WHAT THE TASK REQUIRES:
Find and copy each line of the material below that contains the string "woman". Match case exactly.

# Start of ENTRIES SUPPLIED

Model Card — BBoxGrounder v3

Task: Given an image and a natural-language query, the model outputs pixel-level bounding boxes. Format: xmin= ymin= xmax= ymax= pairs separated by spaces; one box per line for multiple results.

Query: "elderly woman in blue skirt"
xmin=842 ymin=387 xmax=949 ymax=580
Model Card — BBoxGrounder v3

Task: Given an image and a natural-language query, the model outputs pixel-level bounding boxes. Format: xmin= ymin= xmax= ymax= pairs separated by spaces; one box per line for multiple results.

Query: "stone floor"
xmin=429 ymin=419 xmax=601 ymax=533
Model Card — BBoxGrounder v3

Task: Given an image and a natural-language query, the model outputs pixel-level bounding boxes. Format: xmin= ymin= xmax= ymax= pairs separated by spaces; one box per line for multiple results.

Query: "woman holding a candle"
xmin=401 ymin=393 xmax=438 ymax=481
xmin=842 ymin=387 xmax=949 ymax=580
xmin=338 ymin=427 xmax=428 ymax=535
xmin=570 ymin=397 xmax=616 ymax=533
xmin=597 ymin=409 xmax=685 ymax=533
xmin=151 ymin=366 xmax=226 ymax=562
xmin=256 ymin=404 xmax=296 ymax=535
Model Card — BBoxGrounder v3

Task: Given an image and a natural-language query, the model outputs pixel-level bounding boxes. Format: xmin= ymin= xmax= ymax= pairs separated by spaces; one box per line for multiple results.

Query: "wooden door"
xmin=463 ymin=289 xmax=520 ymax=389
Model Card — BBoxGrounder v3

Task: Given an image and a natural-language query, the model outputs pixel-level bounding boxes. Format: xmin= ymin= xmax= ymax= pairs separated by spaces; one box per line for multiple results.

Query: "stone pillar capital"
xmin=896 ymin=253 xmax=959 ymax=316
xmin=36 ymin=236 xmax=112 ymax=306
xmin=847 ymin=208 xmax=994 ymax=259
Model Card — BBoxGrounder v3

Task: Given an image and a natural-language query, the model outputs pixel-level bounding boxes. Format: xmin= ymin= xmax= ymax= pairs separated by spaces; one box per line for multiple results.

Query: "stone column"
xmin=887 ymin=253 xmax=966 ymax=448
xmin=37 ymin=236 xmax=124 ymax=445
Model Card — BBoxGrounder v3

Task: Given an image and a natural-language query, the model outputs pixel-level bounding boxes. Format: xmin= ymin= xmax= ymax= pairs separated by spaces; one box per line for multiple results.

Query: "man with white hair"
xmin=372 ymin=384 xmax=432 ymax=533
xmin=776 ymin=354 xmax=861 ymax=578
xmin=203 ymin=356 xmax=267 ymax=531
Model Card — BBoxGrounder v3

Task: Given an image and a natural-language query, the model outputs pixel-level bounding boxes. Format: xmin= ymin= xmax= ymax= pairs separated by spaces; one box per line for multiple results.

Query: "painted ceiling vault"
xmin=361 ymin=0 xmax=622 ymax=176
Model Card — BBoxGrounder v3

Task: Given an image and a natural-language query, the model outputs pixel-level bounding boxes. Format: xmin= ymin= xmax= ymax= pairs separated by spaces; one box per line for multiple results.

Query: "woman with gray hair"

# End of ENTRIES SUPPLIED
# Start of ENTRIES SUPPLIED

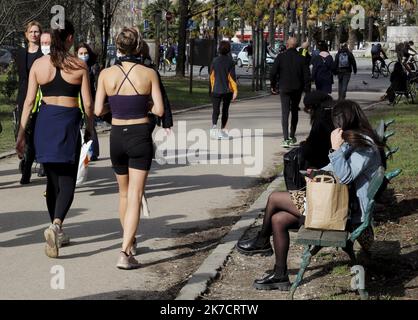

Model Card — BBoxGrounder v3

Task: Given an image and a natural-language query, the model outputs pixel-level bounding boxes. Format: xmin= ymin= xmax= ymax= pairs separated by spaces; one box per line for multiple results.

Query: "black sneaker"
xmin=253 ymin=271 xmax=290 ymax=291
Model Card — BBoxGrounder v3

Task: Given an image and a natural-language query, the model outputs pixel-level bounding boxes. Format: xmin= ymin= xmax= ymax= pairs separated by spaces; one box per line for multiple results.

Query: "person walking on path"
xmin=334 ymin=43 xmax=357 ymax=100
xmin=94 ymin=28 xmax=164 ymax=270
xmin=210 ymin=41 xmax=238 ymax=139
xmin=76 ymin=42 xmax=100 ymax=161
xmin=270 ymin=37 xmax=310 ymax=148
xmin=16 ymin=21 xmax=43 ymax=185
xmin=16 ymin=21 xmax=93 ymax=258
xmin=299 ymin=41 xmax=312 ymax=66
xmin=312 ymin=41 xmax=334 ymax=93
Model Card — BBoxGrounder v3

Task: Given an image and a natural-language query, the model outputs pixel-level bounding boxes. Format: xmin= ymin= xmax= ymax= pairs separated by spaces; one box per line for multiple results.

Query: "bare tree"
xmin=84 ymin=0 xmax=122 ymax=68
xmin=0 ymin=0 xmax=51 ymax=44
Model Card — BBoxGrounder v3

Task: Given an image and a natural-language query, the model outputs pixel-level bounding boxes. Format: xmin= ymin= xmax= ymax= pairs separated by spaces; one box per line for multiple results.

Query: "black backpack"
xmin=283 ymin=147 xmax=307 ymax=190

# End of ENTRIES SUPPLIED
# Start of ENTRIES SUPPLIED

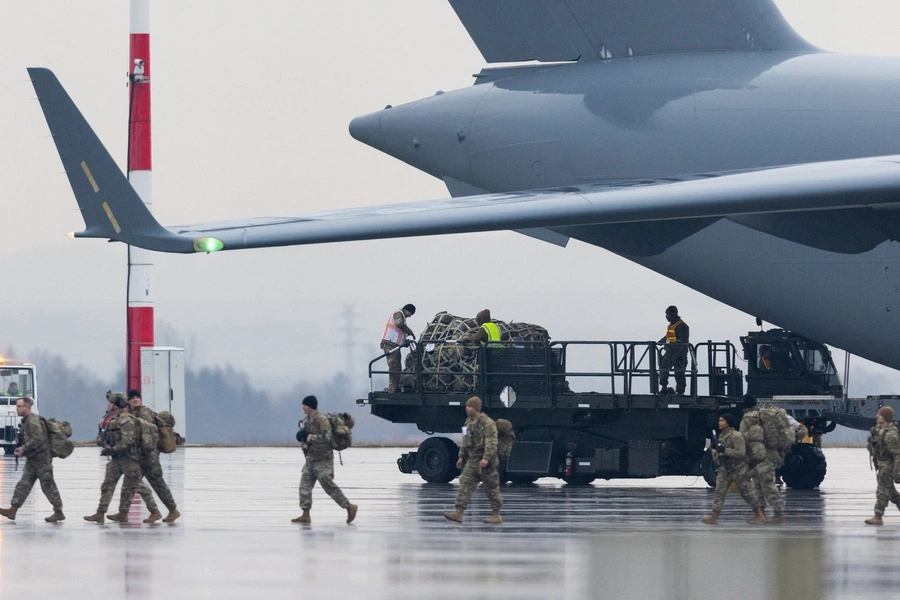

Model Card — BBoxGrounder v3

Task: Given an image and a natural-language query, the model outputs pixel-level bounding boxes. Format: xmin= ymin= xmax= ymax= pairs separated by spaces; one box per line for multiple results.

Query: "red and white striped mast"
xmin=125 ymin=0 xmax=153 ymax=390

# End of ENTRIES SUPPLIED

TASK RESPONSE:
Query: "elderly woman in blue skirt"
Query: "woman holding a candle"
Query: "woman with gray hair"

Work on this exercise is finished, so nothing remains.